• **EXERCISE AIM**: Output only the lines below from the one containing "Target: person's arm" to the one containing "Tag every instance of the broad", exactly as written, both ends kept.

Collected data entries
========
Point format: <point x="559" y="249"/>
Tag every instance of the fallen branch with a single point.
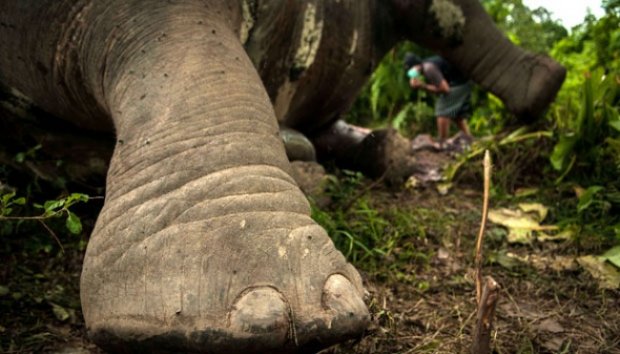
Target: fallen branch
<point x="484" y="319"/>
<point x="487" y="295"/>
<point x="483" y="223"/>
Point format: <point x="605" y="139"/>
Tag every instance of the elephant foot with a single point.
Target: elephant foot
<point x="378" y="154"/>
<point x="261" y="281"/>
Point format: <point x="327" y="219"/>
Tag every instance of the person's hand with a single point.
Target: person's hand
<point x="416" y="83"/>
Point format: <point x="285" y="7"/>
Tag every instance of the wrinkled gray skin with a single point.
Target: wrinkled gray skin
<point x="205" y="243"/>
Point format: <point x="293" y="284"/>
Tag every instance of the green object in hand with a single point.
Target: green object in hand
<point x="413" y="73"/>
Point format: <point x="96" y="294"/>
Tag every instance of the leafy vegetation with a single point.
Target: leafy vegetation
<point x="572" y="155"/>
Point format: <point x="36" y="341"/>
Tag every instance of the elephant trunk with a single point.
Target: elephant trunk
<point x="462" y="32"/>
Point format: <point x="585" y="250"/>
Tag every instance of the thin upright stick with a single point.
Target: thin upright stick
<point x="485" y="211"/>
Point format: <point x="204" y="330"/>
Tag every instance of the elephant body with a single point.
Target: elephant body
<point x="205" y="243"/>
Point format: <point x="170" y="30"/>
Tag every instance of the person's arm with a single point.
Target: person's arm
<point x="435" y="81"/>
<point x="440" y="88"/>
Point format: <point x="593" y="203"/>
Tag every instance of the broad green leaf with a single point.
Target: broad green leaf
<point x="615" y="124"/>
<point x="60" y="312"/>
<point x="52" y="205"/>
<point x="587" y="198"/>
<point x="526" y="192"/>
<point x="76" y="197"/>
<point x="537" y="208"/>
<point x="613" y="256"/>
<point x="7" y="197"/>
<point x="73" y="223"/>
<point x="20" y="157"/>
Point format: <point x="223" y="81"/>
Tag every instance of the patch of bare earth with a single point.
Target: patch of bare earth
<point x="429" y="308"/>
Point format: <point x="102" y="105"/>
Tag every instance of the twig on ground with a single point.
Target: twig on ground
<point x="484" y="320"/>
<point x="487" y="295"/>
<point x="483" y="223"/>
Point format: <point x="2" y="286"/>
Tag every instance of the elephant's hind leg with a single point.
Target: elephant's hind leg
<point x="205" y="243"/>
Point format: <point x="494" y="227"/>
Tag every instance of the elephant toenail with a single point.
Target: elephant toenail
<point x="345" y="303"/>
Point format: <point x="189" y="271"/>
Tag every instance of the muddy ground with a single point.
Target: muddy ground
<point x="424" y="306"/>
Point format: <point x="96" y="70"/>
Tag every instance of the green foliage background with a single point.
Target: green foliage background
<point x="577" y="142"/>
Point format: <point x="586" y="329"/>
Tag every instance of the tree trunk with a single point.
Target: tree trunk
<point x="462" y="32"/>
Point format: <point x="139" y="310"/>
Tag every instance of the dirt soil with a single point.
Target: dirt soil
<point x="429" y="308"/>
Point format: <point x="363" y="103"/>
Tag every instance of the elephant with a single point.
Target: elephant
<point x="205" y="243"/>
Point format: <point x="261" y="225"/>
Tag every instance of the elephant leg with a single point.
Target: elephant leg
<point x="462" y="32"/>
<point x="205" y="243"/>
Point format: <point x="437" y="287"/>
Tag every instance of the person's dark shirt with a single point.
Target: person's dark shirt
<point x="436" y="68"/>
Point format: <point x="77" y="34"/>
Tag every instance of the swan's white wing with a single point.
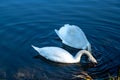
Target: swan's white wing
<point x="73" y="36"/>
<point x="55" y="54"/>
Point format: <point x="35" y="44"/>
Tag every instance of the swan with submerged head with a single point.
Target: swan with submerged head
<point x="60" y="55"/>
<point x="73" y="36"/>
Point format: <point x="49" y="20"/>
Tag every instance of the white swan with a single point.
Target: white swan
<point x="60" y="55"/>
<point x="73" y="36"/>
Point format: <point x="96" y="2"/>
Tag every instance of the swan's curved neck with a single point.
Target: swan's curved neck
<point x="80" y="53"/>
<point x="89" y="47"/>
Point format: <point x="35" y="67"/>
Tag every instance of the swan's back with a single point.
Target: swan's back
<point x="73" y="36"/>
<point x="55" y="54"/>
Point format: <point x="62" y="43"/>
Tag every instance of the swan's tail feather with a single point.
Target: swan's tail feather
<point x="56" y="32"/>
<point x="36" y="48"/>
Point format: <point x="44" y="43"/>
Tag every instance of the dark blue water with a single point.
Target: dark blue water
<point x="26" y="22"/>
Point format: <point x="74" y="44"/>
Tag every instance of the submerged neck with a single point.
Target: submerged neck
<point x="80" y="53"/>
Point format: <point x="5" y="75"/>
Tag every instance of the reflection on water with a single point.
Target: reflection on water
<point x="24" y="22"/>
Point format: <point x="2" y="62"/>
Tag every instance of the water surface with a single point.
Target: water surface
<point x="24" y="22"/>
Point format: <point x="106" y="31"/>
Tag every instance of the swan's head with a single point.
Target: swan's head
<point x="93" y="60"/>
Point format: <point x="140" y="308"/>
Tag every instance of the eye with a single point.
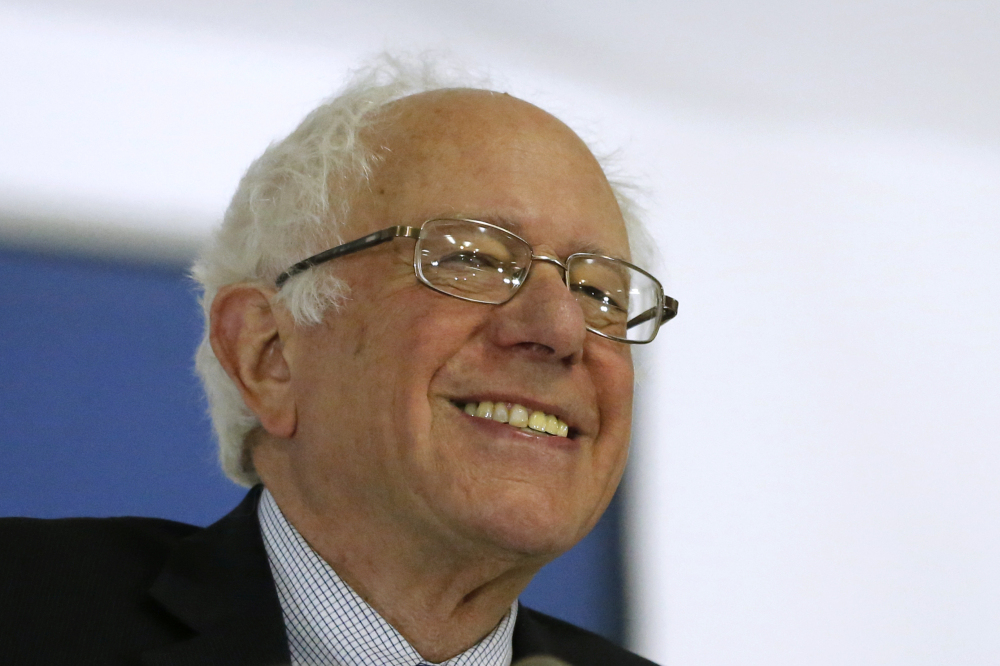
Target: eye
<point x="598" y="296"/>
<point x="466" y="259"/>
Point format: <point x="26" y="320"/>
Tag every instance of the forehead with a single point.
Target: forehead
<point x="490" y="156"/>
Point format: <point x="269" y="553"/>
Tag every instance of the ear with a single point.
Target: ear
<point x="246" y="336"/>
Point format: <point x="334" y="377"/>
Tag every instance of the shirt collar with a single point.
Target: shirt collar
<point x="328" y="623"/>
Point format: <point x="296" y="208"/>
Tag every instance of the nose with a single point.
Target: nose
<point x="543" y="319"/>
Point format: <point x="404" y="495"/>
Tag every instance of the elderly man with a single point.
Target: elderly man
<point x="419" y="314"/>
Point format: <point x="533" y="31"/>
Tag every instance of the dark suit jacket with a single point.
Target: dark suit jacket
<point x="87" y="591"/>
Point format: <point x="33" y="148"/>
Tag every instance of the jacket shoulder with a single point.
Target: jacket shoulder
<point x="82" y="582"/>
<point x="539" y="633"/>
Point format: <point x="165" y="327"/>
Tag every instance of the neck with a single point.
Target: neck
<point x="442" y="597"/>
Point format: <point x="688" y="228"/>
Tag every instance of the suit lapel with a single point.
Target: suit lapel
<point x="529" y="637"/>
<point x="218" y="583"/>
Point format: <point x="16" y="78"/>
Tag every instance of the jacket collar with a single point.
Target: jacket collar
<point x="218" y="583"/>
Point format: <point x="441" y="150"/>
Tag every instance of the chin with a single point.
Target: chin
<point x="537" y="527"/>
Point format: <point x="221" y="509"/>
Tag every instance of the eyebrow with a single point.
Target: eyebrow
<point x="517" y="228"/>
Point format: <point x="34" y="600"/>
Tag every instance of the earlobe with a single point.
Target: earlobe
<point x="246" y="337"/>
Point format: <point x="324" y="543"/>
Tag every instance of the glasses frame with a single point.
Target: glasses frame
<point x="667" y="311"/>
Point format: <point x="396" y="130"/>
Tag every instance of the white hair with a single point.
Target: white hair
<point x="293" y="202"/>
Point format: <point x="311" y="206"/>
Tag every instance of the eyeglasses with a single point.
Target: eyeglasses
<point x="483" y="263"/>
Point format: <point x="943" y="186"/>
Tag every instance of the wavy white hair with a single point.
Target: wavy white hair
<point x="293" y="202"/>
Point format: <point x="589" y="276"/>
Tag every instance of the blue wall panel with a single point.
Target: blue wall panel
<point x="101" y="415"/>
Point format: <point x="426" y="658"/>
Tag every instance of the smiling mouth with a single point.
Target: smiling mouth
<point x="518" y="416"/>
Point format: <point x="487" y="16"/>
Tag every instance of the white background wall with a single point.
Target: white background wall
<point x="816" y="457"/>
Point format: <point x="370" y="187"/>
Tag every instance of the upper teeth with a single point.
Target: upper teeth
<point x="517" y="416"/>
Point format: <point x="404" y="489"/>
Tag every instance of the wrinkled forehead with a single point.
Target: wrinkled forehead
<point x="473" y="153"/>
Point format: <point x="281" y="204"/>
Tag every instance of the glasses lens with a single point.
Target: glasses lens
<point x="617" y="300"/>
<point x="471" y="260"/>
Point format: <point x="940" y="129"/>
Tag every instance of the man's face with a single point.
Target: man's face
<point x="380" y="385"/>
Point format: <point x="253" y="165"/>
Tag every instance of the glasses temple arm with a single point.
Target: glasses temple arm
<point x="669" y="312"/>
<point x="370" y="240"/>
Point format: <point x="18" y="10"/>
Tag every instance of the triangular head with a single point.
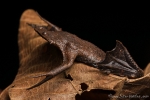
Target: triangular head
<point x="119" y="62"/>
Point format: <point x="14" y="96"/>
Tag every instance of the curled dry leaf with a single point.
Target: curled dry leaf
<point x="80" y="82"/>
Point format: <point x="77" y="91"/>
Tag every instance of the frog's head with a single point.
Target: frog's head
<point x="119" y="62"/>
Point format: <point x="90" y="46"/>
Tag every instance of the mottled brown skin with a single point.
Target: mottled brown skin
<point x="73" y="48"/>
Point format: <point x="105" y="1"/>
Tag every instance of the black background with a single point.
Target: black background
<point x="90" y="22"/>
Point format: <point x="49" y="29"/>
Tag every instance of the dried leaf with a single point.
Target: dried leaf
<point x="38" y="57"/>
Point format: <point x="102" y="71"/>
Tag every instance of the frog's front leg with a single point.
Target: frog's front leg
<point x="68" y="59"/>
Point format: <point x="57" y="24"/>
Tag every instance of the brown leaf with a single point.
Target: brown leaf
<point x="80" y="82"/>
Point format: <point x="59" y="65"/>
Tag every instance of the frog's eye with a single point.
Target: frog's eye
<point x="40" y="28"/>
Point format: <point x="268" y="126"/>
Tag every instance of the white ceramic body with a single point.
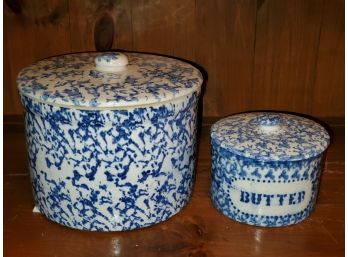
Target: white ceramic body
<point x="270" y="194"/>
<point x="111" y="170"/>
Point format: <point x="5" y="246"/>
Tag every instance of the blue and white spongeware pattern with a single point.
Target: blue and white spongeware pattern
<point x="266" y="167"/>
<point x="109" y="169"/>
<point x="73" y="80"/>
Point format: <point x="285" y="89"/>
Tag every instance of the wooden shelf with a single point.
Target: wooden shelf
<point x="198" y="230"/>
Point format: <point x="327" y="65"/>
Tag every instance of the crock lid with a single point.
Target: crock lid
<point x="108" y="80"/>
<point x="268" y="136"/>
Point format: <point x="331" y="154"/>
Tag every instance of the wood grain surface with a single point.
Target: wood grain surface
<point x="257" y="54"/>
<point x="198" y="230"/>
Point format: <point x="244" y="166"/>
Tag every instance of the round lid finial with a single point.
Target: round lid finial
<point x="111" y="62"/>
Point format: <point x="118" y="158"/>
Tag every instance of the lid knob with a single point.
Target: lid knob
<point x="268" y="119"/>
<point x="269" y="122"/>
<point x="111" y="62"/>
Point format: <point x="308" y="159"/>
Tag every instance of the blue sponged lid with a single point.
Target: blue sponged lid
<point x="108" y="80"/>
<point x="268" y="136"/>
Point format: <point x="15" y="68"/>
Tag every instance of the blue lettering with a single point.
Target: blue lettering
<point x="255" y="200"/>
<point x="301" y="196"/>
<point x="268" y="199"/>
<point x="292" y="199"/>
<point x="244" y="197"/>
<point x="281" y="199"/>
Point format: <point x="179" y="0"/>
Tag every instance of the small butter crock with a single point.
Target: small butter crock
<point x="266" y="167"/>
<point x="111" y="137"/>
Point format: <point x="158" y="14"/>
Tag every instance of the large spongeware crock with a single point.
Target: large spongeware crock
<point x="111" y="137"/>
<point x="266" y="167"/>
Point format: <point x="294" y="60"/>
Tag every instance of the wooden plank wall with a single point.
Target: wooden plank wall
<point x="259" y="54"/>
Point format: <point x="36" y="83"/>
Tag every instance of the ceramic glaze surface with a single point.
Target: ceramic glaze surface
<point x="271" y="136"/>
<point x="74" y="81"/>
<point x="110" y="150"/>
<point x="111" y="170"/>
<point x="258" y="192"/>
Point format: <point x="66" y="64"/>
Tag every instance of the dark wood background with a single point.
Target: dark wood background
<point x="259" y="54"/>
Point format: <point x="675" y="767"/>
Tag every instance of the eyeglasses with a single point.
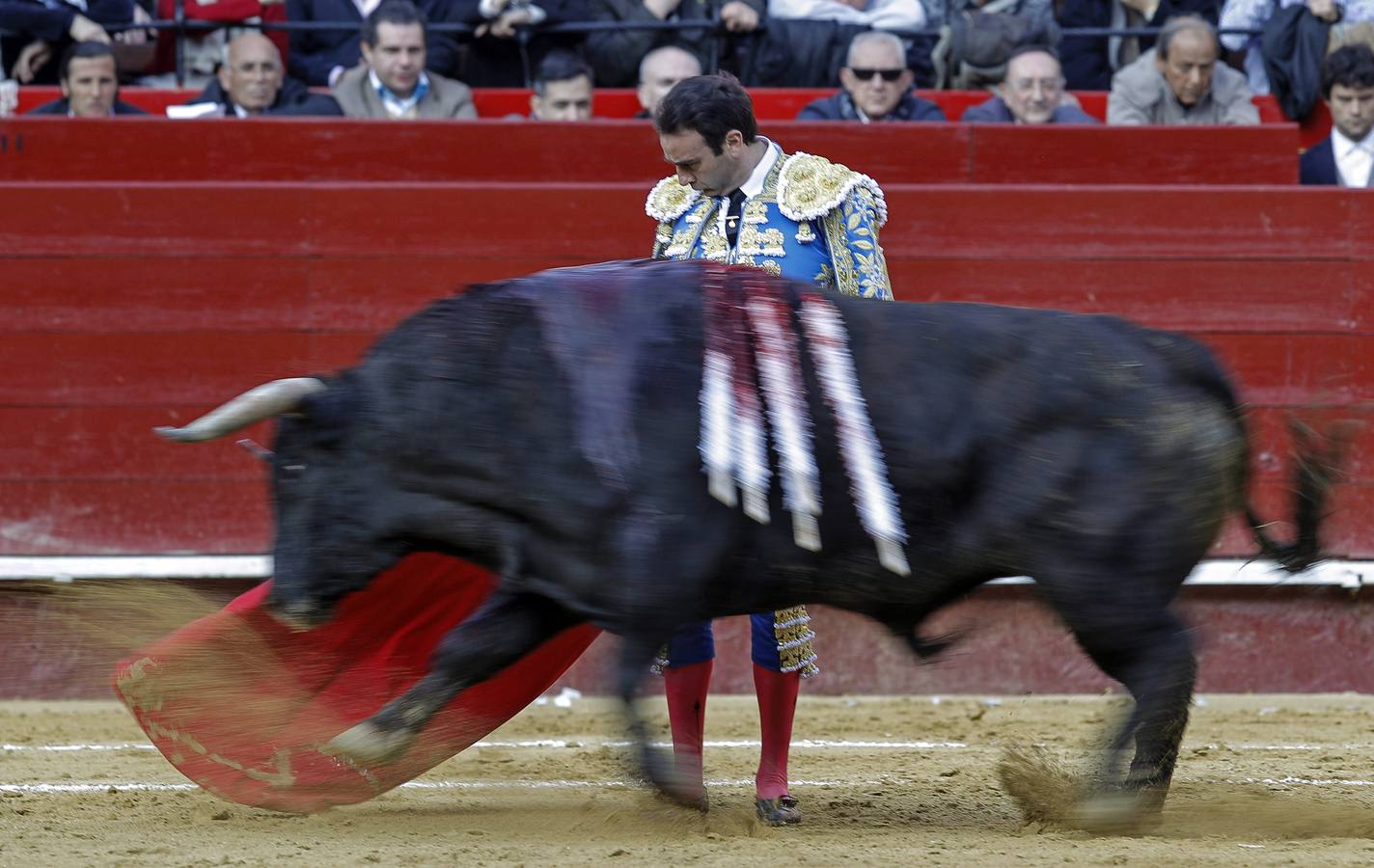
========
• **SOLUTION TO THE EXERCISE**:
Target: person's arm
<point x="435" y="81"/>
<point x="440" y="88"/>
Point format: <point x="593" y="203"/>
Tag every instance of the broad green leaf with a single point.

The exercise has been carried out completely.